▸ **What you will do**: Begin at the line bearing "Target: black ink bowl". Transcribe it and all subsequent lines of the material below exactly, and nothing more.

++++++

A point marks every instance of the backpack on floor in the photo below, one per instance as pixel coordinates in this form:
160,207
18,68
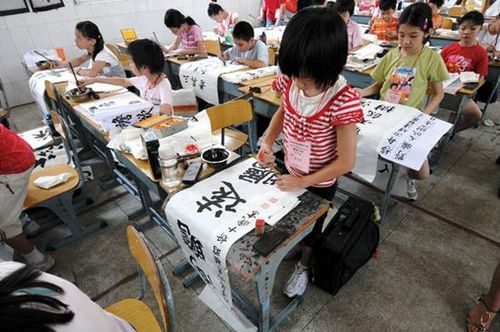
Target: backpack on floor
347,244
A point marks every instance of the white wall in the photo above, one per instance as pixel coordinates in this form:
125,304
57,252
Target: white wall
23,32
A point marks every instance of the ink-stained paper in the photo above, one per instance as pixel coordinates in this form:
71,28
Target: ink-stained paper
243,76
410,144
203,77
214,213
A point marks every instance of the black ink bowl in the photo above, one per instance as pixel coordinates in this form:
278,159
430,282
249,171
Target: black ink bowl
80,96
216,157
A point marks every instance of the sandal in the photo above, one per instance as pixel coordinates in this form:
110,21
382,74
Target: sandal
485,319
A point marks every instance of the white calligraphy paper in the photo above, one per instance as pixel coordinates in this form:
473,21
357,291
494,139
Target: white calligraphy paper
410,144
203,77
242,76
213,214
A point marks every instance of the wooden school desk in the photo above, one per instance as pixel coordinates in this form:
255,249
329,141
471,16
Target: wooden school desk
242,258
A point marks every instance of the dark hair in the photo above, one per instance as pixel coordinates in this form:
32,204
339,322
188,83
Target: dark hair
343,6
419,15
243,30
90,30
438,3
30,312
214,8
388,4
147,53
314,46
476,17
174,19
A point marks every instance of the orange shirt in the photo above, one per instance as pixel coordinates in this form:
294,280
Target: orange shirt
437,21
380,26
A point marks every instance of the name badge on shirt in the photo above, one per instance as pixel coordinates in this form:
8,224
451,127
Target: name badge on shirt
401,83
298,154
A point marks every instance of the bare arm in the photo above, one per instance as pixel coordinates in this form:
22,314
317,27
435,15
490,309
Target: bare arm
174,45
346,147
437,96
252,63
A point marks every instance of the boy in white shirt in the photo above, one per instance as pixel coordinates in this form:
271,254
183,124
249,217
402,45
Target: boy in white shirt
147,64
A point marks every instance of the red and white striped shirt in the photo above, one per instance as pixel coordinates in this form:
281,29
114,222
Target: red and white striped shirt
319,128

++++++

▸ **Output for this task**:
Target: black ink bowl
80,96
216,157
A point marks every instance of the sandal in the photo above, one per instance as pixel coordinates in this form:
110,21
382,74
Target: sandal
485,319
A point marks every instance of the white calligraphy paper in the photo above, one per instance as pixel coordinates in this form:
473,21
357,291
494,139
Target: white calligraphy paper
410,144
203,77
242,76
213,214
A point marks every instance of the wooden school desk in the photo above, one per instance as pixel coordinates in this form:
255,249
329,141
471,16
Target: wooden school desk
242,258
A point marks every instance of the dark hair in the photo above, one per instance as pixel coordinates in this form:
32,204
339,322
188,83
Target: dark hair
343,6
419,15
243,30
90,30
438,3
30,312
214,8
388,4
147,53
314,46
476,17
174,19
A point marks every instance of the orange shirt in the photo above, one per instance as pixel coordinates in this form:
294,280
Target: orange shirt
437,21
380,26
A point marks every instance of the name badge on shirt in the photo above, one per instance as pixel coordinates in this form:
8,224
451,127
Target: name badge on shirt
401,83
298,154
A point marks every instance of the bare arm in the photo above, one per instance as pixel coordinates in this form:
22,314
317,27
435,15
490,309
Target: bare arm
174,45
346,147
437,96
252,63
A point marks every instance of the boy in white shirt in the photo above, one per instance as pixel coordinates in this form:
271,254
183,124
249,217
402,45
Target: boy in white shirt
147,64
A point marks every instance of the red and white striped shirt in the photo above, one per instance as pixel coordinates in this form:
281,29
114,222
Target: red and white striped shirt
319,128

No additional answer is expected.